_Raw data:_
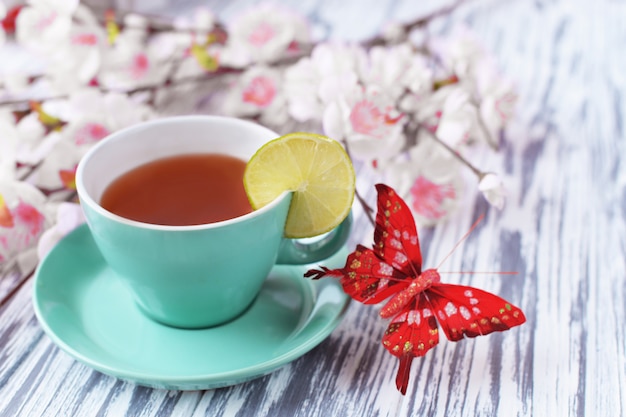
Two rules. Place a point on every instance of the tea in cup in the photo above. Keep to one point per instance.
(165, 204)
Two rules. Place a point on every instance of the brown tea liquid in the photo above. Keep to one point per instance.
(180, 190)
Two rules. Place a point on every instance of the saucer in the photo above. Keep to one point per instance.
(85, 309)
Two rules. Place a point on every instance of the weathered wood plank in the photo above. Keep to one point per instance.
(563, 230)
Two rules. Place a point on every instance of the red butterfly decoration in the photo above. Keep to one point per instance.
(393, 268)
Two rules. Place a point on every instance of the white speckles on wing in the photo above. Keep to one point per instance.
(450, 309)
(465, 312)
(400, 258)
(385, 269)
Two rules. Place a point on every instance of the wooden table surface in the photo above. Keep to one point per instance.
(563, 229)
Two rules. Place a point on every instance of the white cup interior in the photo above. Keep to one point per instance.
(145, 142)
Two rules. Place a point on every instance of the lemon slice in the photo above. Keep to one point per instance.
(318, 171)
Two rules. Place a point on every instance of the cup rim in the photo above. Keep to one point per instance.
(85, 197)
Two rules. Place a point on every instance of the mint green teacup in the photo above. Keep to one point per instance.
(191, 276)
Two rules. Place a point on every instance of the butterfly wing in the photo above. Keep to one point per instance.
(469, 312)
(372, 275)
(365, 277)
(411, 333)
(395, 234)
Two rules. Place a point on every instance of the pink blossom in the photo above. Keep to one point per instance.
(369, 122)
(260, 91)
(263, 34)
(90, 132)
(25, 205)
(429, 197)
(139, 66)
(429, 179)
(256, 94)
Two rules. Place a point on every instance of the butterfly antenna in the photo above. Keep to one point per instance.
(482, 216)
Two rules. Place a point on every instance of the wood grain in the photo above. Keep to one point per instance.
(562, 229)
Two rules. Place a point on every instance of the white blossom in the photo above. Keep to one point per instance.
(263, 34)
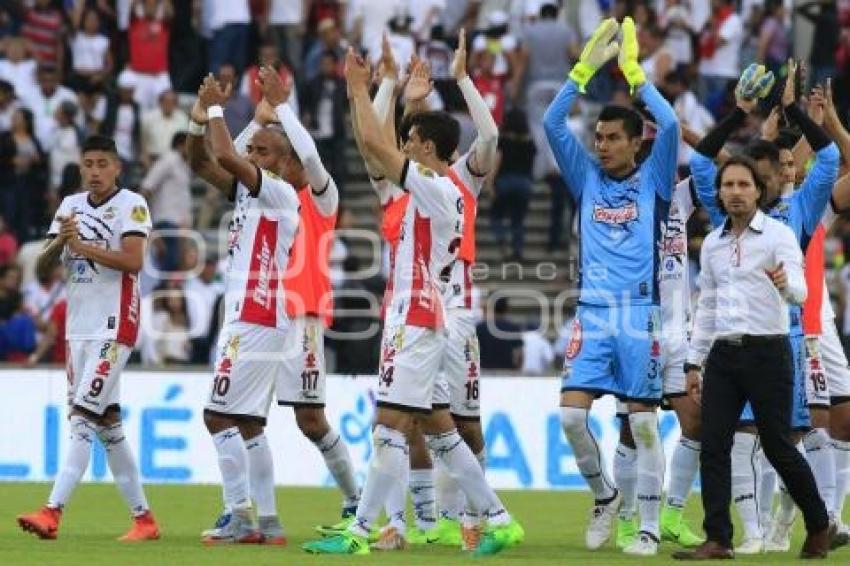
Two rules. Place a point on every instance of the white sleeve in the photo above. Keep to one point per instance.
(63, 210)
(485, 145)
(136, 219)
(275, 193)
(324, 191)
(706, 310)
(240, 142)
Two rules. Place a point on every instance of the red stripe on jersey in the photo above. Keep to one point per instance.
(262, 289)
(814, 271)
(128, 317)
(423, 309)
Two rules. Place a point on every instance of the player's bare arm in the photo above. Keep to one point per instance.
(200, 159)
(128, 259)
(212, 97)
(375, 145)
(482, 158)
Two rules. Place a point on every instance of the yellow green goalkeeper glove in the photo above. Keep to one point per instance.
(598, 51)
(628, 59)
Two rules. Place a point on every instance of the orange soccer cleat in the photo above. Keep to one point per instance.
(144, 528)
(44, 523)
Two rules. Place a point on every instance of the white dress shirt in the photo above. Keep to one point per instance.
(737, 297)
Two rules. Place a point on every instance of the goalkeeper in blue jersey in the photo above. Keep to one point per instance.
(615, 346)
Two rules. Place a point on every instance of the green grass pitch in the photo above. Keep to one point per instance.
(554, 523)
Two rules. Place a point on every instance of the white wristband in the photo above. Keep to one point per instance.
(196, 129)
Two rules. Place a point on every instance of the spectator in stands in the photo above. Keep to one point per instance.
(677, 21)
(656, 59)
(537, 352)
(43, 29)
(513, 182)
(24, 182)
(148, 37)
(229, 22)
(44, 100)
(202, 291)
(238, 110)
(355, 335)
(90, 53)
(285, 21)
(720, 49)
(325, 103)
(8, 244)
(123, 121)
(504, 47)
(166, 186)
(500, 339)
(169, 327)
(330, 39)
(824, 15)
(269, 55)
(19, 68)
(64, 145)
(159, 127)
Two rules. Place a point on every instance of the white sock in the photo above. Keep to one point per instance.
(388, 466)
(841, 450)
(683, 470)
(650, 469)
(123, 467)
(261, 475)
(75, 464)
(766, 490)
(822, 461)
(625, 476)
(338, 461)
(421, 485)
(449, 496)
(233, 463)
(466, 471)
(744, 478)
(586, 451)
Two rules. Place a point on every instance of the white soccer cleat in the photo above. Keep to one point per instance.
(751, 546)
(601, 520)
(644, 545)
(779, 537)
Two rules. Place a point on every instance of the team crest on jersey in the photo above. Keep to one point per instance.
(615, 215)
(139, 214)
(424, 171)
(574, 346)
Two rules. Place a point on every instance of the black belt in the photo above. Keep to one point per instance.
(744, 340)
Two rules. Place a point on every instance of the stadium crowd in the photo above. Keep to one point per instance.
(129, 70)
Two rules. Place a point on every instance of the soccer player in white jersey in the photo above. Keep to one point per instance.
(675, 315)
(414, 331)
(254, 333)
(99, 236)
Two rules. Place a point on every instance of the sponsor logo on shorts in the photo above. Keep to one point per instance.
(574, 346)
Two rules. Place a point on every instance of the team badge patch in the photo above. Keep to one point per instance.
(139, 214)
(574, 346)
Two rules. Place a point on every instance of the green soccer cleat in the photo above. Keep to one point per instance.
(343, 543)
(675, 529)
(447, 532)
(626, 532)
(497, 538)
(418, 536)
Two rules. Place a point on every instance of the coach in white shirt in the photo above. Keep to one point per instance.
(752, 267)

_Exercise prompt:_ Return the listing above unchanged, apart from dropping its pictures.

_Expected output:_
Two rules. Place a point on every instance of the tea in cup in the photo above. Keep to one point per instance.
(165, 204)
Two rules. Place a point on every instance of the brown tea liquid in the photo above. Keep to one point per instance.
(180, 190)
Two rules. Place a point on every instance of the saucer in the photo above. Keep to one point per instance.
(85, 309)
Two rules. Place a point on every instance of the weathered wood plank in the photo above. Keep to one point per instance.
(563, 230)
Two rules. Place a point on every instance of the red butterfly decoration in the photo above. Keep to one point per instance.
(393, 268)
Two rules. Place a point on every instance of the white speckles on wing in the photo above. Keep to one point per instance.
(450, 309)
(465, 312)
(400, 258)
(385, 269)
Two rules. Place a point on every instance of the wooden table surface in the photo above. Keep to one point per instance.
(563, 229)
Two rules. Place a point on every instance of the white cup interior in the photo above. Keep to one point per instance.
(145, 142)
Two rules. Place a point on every instance of the lemon slice in the photo above. Keep to one point per instance.
(318, 171)
Two rules. Place a point on every instance of the cup rim in the photo above. Keep to one point per instance.
(85, 197)
Two rules. Place a point on every instance of the mint green teacup in the photo above. Keep to one point per instance.
(191, 276)
Two rules. Place a point on every instance of the butterfly wing in the photo above. Keep to one point per instance.
(469, 312)
(372, 275)
(365, 277)
(411, 333)
(395, 234)
Two rules. Place a point on every instance of the pink blossom in the photo above. Keep to one point per instance.
(369, 122)
(260, 91)
(263, 34)
(90, 132)
(25, 205)
(429, 197)
(139, 66)
(429, 179)
(256, 94)
Two rules. Place a point on every instance of the butterfly antenna in the photo above. Keep to one point per instance.
(482, 216)
Two rules. Place a point on every instance of the wood grain in the photo above. Keep to one point per instance.
(562, 229)
Two rules. Place a point on every instance of the white blossom in the photo above. Keep to one point per instance.
(263, 34)
Two rules. Place a point on every instance of the white sleeve in the photo above. Keep to one point per instance.
(63, 210)
(485, 145)
(136, 219)
(275, 193)
(324, 191)
(706, 310)
(240, 142)
Two rules. Place a point on every instance of the red stripe on jersey in the photo above. Keep to one point per instance.
(262, 289)
(814, 271)
(128, 317)
(423, 309)
Two rules. Place a point on every instance of the player's bare arm in the photo above. Keep to one point per instance.
(200, 159)
(128, 259)
(212, 97)
(375, 145)
(482, 158)
Two rules. Place a point on every instance of the yellow green goalkeeper glove in the photo above. Keep to one point per instance.
(598, 51)
(628, 59)
Two rules. Place a point on every instance of the orange soccer cleat in the photo above. Keep to one point per instance.
(144, 528)
(44, 523)
Two rules. Place a point on every instance of the white dress shirt in the photo above. Keep to one point per instance.
(737, 297)
Two rules. Place a point on every instance of the goalkeeper in blue jersey in the photo above. Keep to one point per instance.
(615, 346)
Two rules. Place a point on every instance of the green grass pitch in the photo above. Keep to one point per instance.
(554, 523)
Two rules. Place a point on every instance of the white wristband in the photo above. Keep to one point per instance.
(196, 129)
Two rules. Place a point on every instance of the spectator in stands in the photo above. Keep to one point per instance.
(677, 21)
(656, 59)
(537, 352)
(43, 29)
(513, 182)
(24, 182)
(148, 37)
(229, 22)
(44, 100)
(202, 291)
(238, 110)
(355, 335)
(90, 53)
(285, 21)
(720, 49)
(325, 103)
(8, 244)
(123, 121)
(504, 47)
(166, 186)
(500, 339)
(169, 327)
(330, 39)
(824, 15)
(269, 55)
(19, 68)
(64, 145)
(159, 127)
Two rules. Place a point on every instance of the white sock in the photo above. Keep to one point per instance.
(388, 466)
(841, 450)
(683, 470)
(650, 469)
(123, 467)
(261, 475)
(75, 464)
(766, 490)
(822, 461)
(625, 476)
(338, 461)
(421, 485)
(449, 496)
(233, 463)
(466, 471)
(744, 478)
(586, 451)
Two rules. Place a point on every instance of the white soccer cleat in the photo above. Keep to one point per instance.
(751, 546)
(601, 520)
(644, 545)
(779, 537)
Two rules. Place a point on every instance of the team crest on jersey in the photo above. Keep to one point per instance.
(615, 215)
(139, 214)
(424, 171)
(574, 346)
Two rules. Place a point on every instance of the black belt in the photo above. Keep to one point per instance.
(744, 340)
Two rules. Place a point on every instance of the stadium crowd in the photo above. Keep to one point per instance.
(129, 70)
Two rules. Place a point on every instance of the soccer player in white jersey in the photo above. Keep to one point per instance.
(675, 315)
(414, 331)
(254, 333)
(99, 236)
Two rules. Place a point on every instance of the sponsor logo on shorts in the photo above. Keep to one point per instance.
(574, 346)
Two rules. Place a point on every instance of the team badge patch in the photo above. Keep to one point per instance.
(139, 214)
(574, 346)
Two rules. Place a point on every instance of the green soccer cleat in the photo above. Keep to one point per instance.
(343, 543)
(675, 529)
(447, 532)
(626, 532)
(497, 538)
(418, 536)
Two rules. Place a point on every instance of the coach in white shirt in the photo above. Keep to one point per instance.
(752, 267)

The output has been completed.